■ Problema 1: Indique se cada afirmação está de acordo com a crónica sobre o toque do Pinheiro, respondendo sim ou não e citando as palavras exatas que o decidem: (a) o filho da autora tem 8 anos; (b) foi a autora quem ensinou o toque ao filho em poucas horas; (c) a proibição fez com que pouca gente mantivesse a festa.
■ Problema 2: Traduza para inglês esta frase da crónica sobre o toque do Pinheiro: «Com o mesmo ritmo, com a mesma força e, a avaliar pelo que ouço, com todos quantos quiseram manter a festa.»
■ Problema 3: Prossiga, por favor, a crónica sobre o toque do Pinheiro a partir da última frase apresentada.

■ Documento de origem:

-*-*-

Toco, toco, toco, pum, toco, pum, toco, pum
Por Vânia Dias da Silva.
por Vânia Dias da Silva
Jurista e Professora convidada no IPMAIA
Dedilho este texto embalada pelo rufo quente das caixas e dos bombos que animam o início da invernia vimaranense desde tempos imemoriais, enquanto vou corrigindo as já poucas fífias do meu filho de 8 anos que, ao meu lado, ensaia energicamente o toque do Pinheiro, ao som de uma cantilena inteligente que circula no Youtube e que, em poucas horas, lhe ensinou o que fui incapaz de lhe transmitir em dias.
Depois das papas de sarrabulho, dos rojões e das castanhas novamente degustados no recato de minha casa, do recolhimento do mais novo e, felizmente, do enésimo “toco, toco, toco, pum, toco, pum, toco, pum”, lá em baixo, permanece a troada habitual. Com o mesmo ritmo, com a mesma força e, a avaliar pelo que ouço, com todos quantos quiseram manter a festa. E não parecem poucos, apesar da proibição.

-*-*-

■ Dados de entrada:
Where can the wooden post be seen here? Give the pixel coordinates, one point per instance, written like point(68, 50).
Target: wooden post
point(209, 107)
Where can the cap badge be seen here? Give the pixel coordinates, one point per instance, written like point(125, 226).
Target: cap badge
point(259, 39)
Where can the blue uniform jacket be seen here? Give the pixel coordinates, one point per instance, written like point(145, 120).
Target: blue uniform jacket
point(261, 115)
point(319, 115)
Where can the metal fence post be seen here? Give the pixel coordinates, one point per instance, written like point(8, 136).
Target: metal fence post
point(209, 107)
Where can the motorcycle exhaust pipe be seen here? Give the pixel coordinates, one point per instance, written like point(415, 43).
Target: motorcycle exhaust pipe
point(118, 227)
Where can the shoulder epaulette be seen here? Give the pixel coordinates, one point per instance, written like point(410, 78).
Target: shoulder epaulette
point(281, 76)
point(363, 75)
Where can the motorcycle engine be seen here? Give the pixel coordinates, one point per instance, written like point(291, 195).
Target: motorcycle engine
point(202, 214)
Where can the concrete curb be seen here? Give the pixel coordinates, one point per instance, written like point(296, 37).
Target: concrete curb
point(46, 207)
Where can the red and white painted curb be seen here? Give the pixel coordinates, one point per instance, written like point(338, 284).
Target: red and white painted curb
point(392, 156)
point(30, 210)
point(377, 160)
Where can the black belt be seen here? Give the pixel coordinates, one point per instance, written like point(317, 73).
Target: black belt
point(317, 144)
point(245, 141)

-*-*-

■ Resposta 1:
(a) Sim: «enquanto vou corrigindo as já poucas fífias do meu filho de 8 anos»
(b) Não: «uma cantilena inteligente que circula no Youtube e que, em poucas horas, lhe ensinou o que fui incapaz de lhe transmitir em dias»
(c) Não: «E não parecem poucos, apesar da proibição.»

■ Resposta 2: With the same rhythm, with the same force and, judging by what I hear, with all those who wanted to keep the celebration going.

■ Resposta 3:
Quando o caro leitor ler estas linhas, o Pinheiro de 2021 será já passado e saberá muito mais do que sei agora, no exacto momento em que o cortejo censurado afinal acontece. Mas uma coisa é já certa: a Câmara Municipal de Guimarães perdeu a face. E perdeu-a por, mais uma vez, não ter sabido gerir uma coisa que era evidente e tinha a obrigação de não desconhecer.
A pandemia não acabou e a COVID-19 continua a dar-nos cabo da vida. Tanto nas coisas mais triviais, como no essencial. Com que grau de acerto se vão tomando medidas, é matéria que a história melhor avaliará, mas já todos percebemos que não há muito mais a fazer e que, por isso, com a segurança possível, “life goes on”. Foi exactamente isto que, estranhamente, a Câmara não compreendeu e não podia não ter compreendido, com a agravante de que deu o sinal contrário até ao último momento, acalentando esperanças que não podia ter dado, pelo menos no modo em que o fez.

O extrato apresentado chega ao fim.